# Excerpted passage
You can try out a demo in `demos/matmul` on mac to see how Luminal takes a naive operation, represented in our IR of 12 simple operations, and compiles it to an optimized, tensor-core enabled Metal kernel. Here’s a video showing how: https://youtu.be/P2oNR8zxSAA

Our approach differs significantly from traditional ML libraries in that we ahead-of-time compile everything, generate a large search space of logically-equivalent kernels, and search through it to find the fastest kernels. This allows us to leverage the Bitter Lesson to discover complex optimizations like Flash Attention entirely automatically without needing manual heuristics. The best rule is no rule, the best heuristic is no heuristic, just search everything.

We’re working on bringing CUDA support up to parity with Metal, adding more flexibility to the search space, adding full-model examples (like Llama), and adding very exotic hardware backends.

We aim to radically simplify the ML ecosystem while improving performance and hardware utilization. Please check out our repo: https://github.com/luminal-ai/luminal and I’d love to hear your thoughts!

Alifatisk 3 days ago

So wait, am I understanding this correctly?

Instead of applying just predetermined optimization rules or patterns, the compiler formulates the problem as searching through many possible configurations or versions of the code. Each possible version can have different arrangements, tiling sizes, thread block configurations, memory access patterns, and instruction sequences, right?

And from my understanding, the “search space” is just a collection of all potential versions of the code (kernels) that the compiler can generate from the original input. So for example, the space might include

- Different ways to partition workloads among GPU threads and blocks

- Varying memory access strategies (using shared memory, global memory)

# Information shown
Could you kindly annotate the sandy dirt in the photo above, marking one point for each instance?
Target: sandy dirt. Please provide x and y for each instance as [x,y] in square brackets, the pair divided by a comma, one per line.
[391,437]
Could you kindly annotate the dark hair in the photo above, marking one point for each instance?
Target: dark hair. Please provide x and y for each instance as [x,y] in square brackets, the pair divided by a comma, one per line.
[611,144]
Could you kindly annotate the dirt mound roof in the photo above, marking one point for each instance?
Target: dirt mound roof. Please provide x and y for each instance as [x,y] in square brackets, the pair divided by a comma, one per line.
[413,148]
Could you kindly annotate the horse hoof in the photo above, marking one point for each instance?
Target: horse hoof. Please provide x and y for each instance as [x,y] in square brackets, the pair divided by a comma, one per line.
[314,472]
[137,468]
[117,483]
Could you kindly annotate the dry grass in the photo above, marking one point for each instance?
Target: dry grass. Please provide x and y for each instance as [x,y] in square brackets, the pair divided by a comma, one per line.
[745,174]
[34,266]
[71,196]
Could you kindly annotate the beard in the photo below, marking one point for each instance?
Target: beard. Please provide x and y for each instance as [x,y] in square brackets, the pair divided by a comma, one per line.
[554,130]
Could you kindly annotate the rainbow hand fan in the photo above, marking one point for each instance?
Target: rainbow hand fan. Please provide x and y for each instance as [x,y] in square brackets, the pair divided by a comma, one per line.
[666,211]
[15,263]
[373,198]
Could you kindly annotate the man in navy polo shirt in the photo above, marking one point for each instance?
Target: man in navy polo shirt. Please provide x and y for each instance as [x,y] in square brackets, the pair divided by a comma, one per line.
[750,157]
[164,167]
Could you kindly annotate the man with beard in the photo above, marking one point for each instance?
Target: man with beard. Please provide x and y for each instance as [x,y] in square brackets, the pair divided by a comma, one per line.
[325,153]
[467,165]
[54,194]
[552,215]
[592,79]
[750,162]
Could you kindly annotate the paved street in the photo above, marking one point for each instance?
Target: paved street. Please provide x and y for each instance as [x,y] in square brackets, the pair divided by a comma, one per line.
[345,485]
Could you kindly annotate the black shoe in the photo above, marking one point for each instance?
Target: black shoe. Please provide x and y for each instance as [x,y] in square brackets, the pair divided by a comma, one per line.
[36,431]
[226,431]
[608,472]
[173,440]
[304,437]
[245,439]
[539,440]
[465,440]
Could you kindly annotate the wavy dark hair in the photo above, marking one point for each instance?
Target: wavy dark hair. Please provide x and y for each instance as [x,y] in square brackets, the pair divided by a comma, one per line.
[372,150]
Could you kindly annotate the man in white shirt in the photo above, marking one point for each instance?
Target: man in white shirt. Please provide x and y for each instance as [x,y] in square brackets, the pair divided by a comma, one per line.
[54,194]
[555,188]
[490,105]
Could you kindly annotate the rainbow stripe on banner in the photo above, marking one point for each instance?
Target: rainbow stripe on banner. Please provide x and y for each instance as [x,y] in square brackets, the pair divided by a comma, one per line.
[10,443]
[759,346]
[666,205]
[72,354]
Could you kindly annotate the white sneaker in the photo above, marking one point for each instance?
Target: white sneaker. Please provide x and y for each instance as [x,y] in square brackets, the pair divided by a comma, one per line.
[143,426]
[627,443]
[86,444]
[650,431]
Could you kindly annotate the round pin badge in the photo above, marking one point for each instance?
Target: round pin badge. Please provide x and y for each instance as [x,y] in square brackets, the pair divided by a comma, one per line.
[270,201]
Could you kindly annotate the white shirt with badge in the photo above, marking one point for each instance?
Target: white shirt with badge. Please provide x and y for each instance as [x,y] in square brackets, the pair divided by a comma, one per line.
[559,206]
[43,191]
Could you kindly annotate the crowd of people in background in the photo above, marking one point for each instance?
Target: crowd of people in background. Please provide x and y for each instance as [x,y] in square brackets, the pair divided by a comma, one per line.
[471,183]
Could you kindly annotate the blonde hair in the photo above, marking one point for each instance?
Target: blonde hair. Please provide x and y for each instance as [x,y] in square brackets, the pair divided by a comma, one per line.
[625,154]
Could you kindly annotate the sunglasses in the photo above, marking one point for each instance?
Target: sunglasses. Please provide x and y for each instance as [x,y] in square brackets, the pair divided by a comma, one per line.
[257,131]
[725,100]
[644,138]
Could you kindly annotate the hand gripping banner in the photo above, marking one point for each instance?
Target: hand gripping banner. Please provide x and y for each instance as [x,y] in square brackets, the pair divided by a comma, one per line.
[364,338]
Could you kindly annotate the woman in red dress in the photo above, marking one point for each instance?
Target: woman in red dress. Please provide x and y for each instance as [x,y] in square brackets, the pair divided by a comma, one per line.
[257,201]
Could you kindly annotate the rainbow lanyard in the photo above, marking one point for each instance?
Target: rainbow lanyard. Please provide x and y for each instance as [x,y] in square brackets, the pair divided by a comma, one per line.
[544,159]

# Stated exercise
Please write what comes next in the forum thread about the Luminal compiler above, picking up right after its last line.

# Output below
- Various instruction-level optimizations or reordering

- Alternative loop unroll factors or vectorization strategies

The compiler then programmatically produces a large number of candidate kernels by combining different optimizations and configurations. Among these millions of candidates, the compiler tries to find the one that performs best.

In that case, can the compiler print out which gpu configuration works the best for that computer? And will that configuration be applicable to all computers with the same setup?

This is such an interesting technique.

Reply View 17 replies

jakestevens2 3 days ago

Your description is exactly right. We create a search space of all possible kernels and find the best ones based on runtime. The best heuristic is no heuristic.
This obviously creates a combinatorial problem that we mitigate with smarter search.
The kernels are run on the computer the compiler is running on. Since runtime is our gold standard it will search for the best configuration for your hardware target. As long as the setup is mostly the same, the optimizations should carry over, yes.

Reply View | 10 replies
- UncleOxidant 3 days ago
  
  How long does this typically take? It sounds time consuming. Also, it seems like this could be similar to doing a GA?
  
  Reply View | 4 replies
  
  jakestevens2 3 days ago
  
  That depends on the model architecture and how it was written since that informs the size of the search space.
  The typical range is 10 mins to 10 hours. It won't be fast but you only have to do it once and then those optimizations are set for every forward pass.
  
  Reply View | 2 replies
  
  jakestevens2 3 days ago
  
  You can also set a time budget for how long you'd like the search to run for to avoid wasting time on diminishing returns.
  
  Reply View | 0 replies
- erichocean 2 days ago
  
  > that we mitigate with smarter search
  aka "a heuristic"
  
  Reply View | 3 replies
  
  jakestevens2 2 days ago
  
  See my other comments about static profiling of kernels. There are ways of improving the search that keep runtime at the heart of it.
  
  Reply View | 0 replies
  
  jafioti 2 days ago
  
  mcts / rl isn't really a heuristic. but yes heuristics can be used temporarily to keep the search space small, and removed over time as the search algorithm improves.
  
  Reply View | 0 replies
  
  gregorygoc 2 days ago
  
  Exactly, I was going to ask about this bit…
  
  Reply View | 0 replies
- pilooch 2 days ago
  
  Is this a bit similar to what tensorrt does, but in a more opened manner ?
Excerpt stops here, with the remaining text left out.